* **READING PASSAGE**:
____

# DIY Aquarium - Ideas?



## JustinBarley (Jan 13, 2011)

Hey people,
I just want to ask you how can I make my plan come true.
I am trying to make a 10 gallon tank... I have a lot of spare glass sheets and some neutral silicone. So my idea is to cut the glass sheets in the proper size and then glue them together with the silicone. First I`ll try to make an aluminum frame to keep it all together.

Do you have any ideas how it could be done easier? Have any of you made something like that b4? 
Every opinion and idea is welcome. 
Thank you in advance.
Justin

P.S - It's not that I don`t have the money to buy one. It's just the pleasure of doing things with my own hands.


----------



## Auban (Aug 8, 2010)

i think that is a great project. my dad just recently started working on a new tank he is building from the panes from an old 120 gallon tank. he is going to make the face out of glass with the sides and back out of wood. that way he can make three of them from one tank(front pane, back pane, bottom pane) baisicaly he just builds the tank out of wood without the glass, stains the wood and then coveres it in several coats of polyurathane or epoxy. he makes the front so that it essentialy frames the glass, and after everything is good and waterproof, he applies sealant on the inside of the front "frame" and attatches the glass. the end result is an odd but beautiful 180 gallon tank that he can to make two more of from the extra glass laying around. here is a link to a more ambitious design than the ones my dad builds, but its good for giving you some ideas:
Another DIY Plywood Tank Article


----------



## GraphicGr8s (May 24, 2011)

Just use the silicone to hold it together. Forget the aluminum frame. How would you hold the frame together? Spot weld it? That's more trouble than it's worth.


----------



## JustinBarley (Jan 13, 2011)

GraphicGr8s said:


> Just use the silicone to hold it together. Forget the aluminum frame. How would you hold the frame together? Spot weld it? That's more trouble than it's worth.


Yep. I am thinking of welding it together
I have the proper tools to do it so it shouldn`t be so expensive.


----------



## GraphicGr8s (May 24, 2011)

JustinBarley said:


> Yep. I am thinking of welding it together
> I have the proper tools to do it so it shouldn`t be so expensive.


If your going to weld something together use stainless. Like Metaframe did back in the 60s-70s. That would look sharp. Aluminum will oxidize over time unless you keep a lacquer on it and salt will eat it up. But the silicone will hold the glass together. That's what they use for all size tanks professionally.

____

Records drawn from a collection
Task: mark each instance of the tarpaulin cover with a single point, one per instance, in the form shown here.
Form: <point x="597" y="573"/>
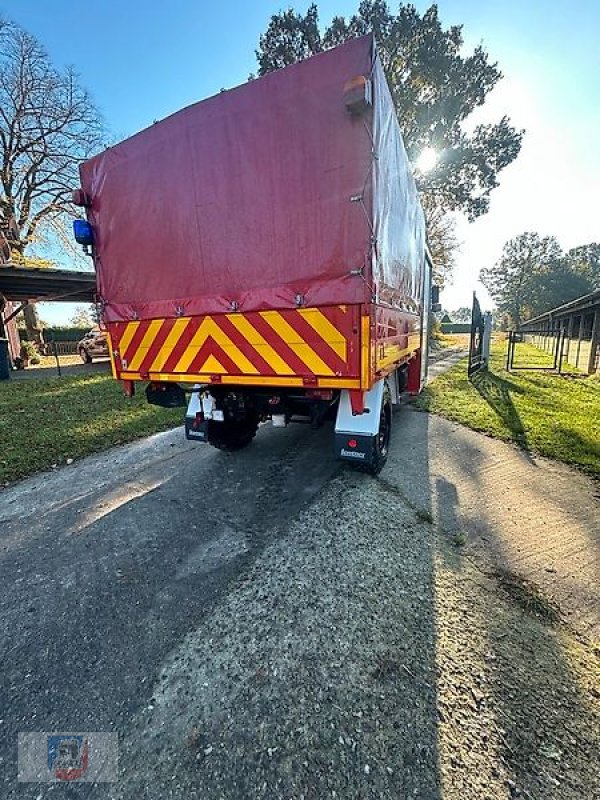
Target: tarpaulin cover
<point x="244" y="201"/>
<point x="399" y="224"/>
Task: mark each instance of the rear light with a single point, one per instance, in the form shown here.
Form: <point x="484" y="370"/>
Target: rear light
<point x="320" y="394"/>
<point x="80" y="198"/>
<point x="198" y="420"/>
<point x="83" y="233"/>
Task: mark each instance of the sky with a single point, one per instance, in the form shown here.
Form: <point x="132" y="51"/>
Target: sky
<point x="144" y="60"/>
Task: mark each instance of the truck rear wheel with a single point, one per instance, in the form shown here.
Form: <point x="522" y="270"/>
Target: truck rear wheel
<point x="232" y="434"/>
<point x="381" y="441"/>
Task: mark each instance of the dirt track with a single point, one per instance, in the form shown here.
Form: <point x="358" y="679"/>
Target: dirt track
<point x="274" y="625"/>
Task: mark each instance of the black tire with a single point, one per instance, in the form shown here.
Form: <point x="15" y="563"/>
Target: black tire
<point x="231" y="436"/>
<point x="381" y="445"/>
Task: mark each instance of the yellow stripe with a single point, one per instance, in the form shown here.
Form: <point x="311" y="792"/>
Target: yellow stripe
<point x="127" y="337"/>
<point x="365" y="345"/>
<point x="113" y="366"/>
<point x="245" y="380"/>
<point x="147" y="340"/>
<point x="213" y="366"/>
<point x="260" y="344"/>
<point x="165" y="351"/>
<point x="296" y="343"/>
<point x="208" y="328"/>
<point x="326" y="330"/>
<point x="393" y="353"/>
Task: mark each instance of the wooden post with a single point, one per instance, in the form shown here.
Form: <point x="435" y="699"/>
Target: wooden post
<point x="579" y="337"/>
<point x="594" y="342"/>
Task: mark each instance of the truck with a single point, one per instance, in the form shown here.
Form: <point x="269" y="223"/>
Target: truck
<point x="261" y="255"/>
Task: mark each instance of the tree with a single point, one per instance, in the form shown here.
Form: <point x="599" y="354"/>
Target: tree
<point x="83" y="317"/>
<point x="586" y="260"/>
<point x="434" y="87"/>
<point x="462" y="314"/>
<point x="48" y="124"/>
<point x="533" y="275"/>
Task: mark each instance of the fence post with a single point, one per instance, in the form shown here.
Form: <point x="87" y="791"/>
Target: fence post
<point x="55" y="349"/>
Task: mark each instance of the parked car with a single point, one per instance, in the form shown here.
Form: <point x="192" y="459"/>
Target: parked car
<point x="93" y="345"/>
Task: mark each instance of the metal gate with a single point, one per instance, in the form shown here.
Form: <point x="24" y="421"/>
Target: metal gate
<point x="476" y="355"/>
<point x="548" y="354"/>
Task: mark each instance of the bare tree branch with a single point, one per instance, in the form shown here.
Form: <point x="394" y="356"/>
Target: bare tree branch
<point x="48" y="125"/>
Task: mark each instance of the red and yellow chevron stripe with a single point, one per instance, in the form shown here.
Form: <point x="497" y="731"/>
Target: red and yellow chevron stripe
<point x="309" y="346"/>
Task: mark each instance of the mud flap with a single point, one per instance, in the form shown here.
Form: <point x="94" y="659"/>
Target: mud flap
<point x="196" y="428"/>
<point x="355" y="434"/>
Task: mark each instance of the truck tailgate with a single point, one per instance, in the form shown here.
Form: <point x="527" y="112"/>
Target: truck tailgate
<point x="299" y="347"/>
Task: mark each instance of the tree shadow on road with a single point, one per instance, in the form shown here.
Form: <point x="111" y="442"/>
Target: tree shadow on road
<point x="496" y="392"/>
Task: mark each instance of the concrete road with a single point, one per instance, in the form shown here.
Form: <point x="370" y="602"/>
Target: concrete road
<point x="272" y="624"/>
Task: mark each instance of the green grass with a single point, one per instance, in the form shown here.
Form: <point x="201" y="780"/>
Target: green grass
<point x="46" y="421"/>
<point x="556" y="416"/>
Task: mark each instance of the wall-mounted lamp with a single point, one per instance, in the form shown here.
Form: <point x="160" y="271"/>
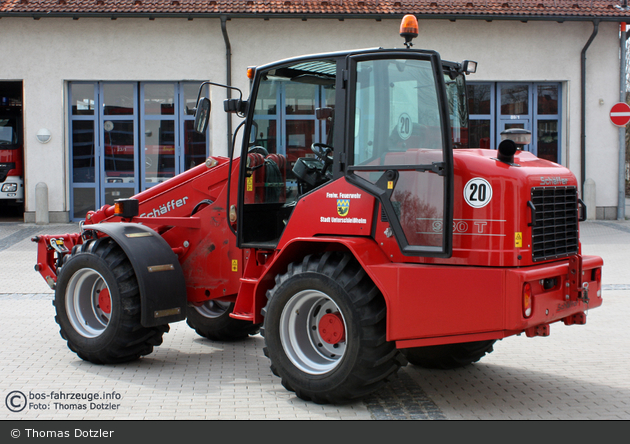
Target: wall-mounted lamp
<point x="44" y="135"/>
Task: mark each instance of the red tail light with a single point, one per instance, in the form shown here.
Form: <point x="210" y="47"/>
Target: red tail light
<point x="597" y="275"/>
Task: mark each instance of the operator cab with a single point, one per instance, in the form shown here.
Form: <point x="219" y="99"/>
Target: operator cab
<point x="385" y="120"/>
<point x="290" y="150"/>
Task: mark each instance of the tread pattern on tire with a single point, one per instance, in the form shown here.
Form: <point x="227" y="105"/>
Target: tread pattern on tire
<point x="379" y="360"/>
<point x="132" y="340"/>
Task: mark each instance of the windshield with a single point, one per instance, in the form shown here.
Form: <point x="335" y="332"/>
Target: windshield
<point x="456" y="94"/>
<point x="396" y="109"/>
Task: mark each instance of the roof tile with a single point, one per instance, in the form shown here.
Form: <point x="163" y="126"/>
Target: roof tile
<point x="422" y="8"/>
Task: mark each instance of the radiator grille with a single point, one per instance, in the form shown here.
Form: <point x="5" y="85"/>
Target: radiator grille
<point x="555" y="233"/>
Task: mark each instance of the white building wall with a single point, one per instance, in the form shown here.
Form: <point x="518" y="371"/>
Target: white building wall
<point x="50" y="52"/>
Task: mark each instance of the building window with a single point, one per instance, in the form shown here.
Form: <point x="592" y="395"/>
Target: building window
<point x="495" y="107"/>
<point x="128" y="136"/>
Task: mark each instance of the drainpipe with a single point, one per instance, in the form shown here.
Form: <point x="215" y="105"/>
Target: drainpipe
<point x="583" y="123"/>
<point x="228" y="81"/>
<point x="621" y="202"/>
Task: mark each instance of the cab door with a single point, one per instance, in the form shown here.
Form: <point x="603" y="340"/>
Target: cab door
<point x="399" y="145"/>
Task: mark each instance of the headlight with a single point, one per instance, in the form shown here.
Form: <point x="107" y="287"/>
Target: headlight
<point x="9" y="188"/>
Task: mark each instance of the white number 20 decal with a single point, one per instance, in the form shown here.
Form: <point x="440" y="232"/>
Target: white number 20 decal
<point x="478" y="192"/>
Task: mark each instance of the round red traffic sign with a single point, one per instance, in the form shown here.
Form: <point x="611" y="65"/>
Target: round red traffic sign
<point x="620" y="114"/>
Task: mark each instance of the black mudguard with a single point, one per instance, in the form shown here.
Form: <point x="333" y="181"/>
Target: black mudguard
<point x="159" y="273"/>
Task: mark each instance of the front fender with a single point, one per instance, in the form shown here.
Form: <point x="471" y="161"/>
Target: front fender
<point x="160" y="277"/>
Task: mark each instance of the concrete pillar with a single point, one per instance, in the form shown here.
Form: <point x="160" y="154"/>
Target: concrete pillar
<point x="41" y="204"/>
<point x="589" y="199"/>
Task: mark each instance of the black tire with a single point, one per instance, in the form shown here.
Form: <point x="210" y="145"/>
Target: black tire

____

* **DIRECTIONS**:
1 - Reproduce the passage of the DIY aquarium thread between "Do you have" and "my own hands.", inclusive.
2 - Render this sentence from the DIY aquarium thread into Spanish: "Aluminum will oxidize over time unless you keep a lacquer on it and salt will eat it up."

* **EXERCISE RESPONSES**:
1 -
Do you have any ideas how it could be done easier? Have any of you made something like that b4? 
Every opinion and idea is welcome. 
Thank you in advance.
Justin

P.S - It's not that I don`t have the money to buy one. It's just the pleasure of doing things with my own hands.

2 - El aluminio se oxidará con el tiempo a menos que lo mantengas cubierto con una capa de laca, y la sal lo corroerá.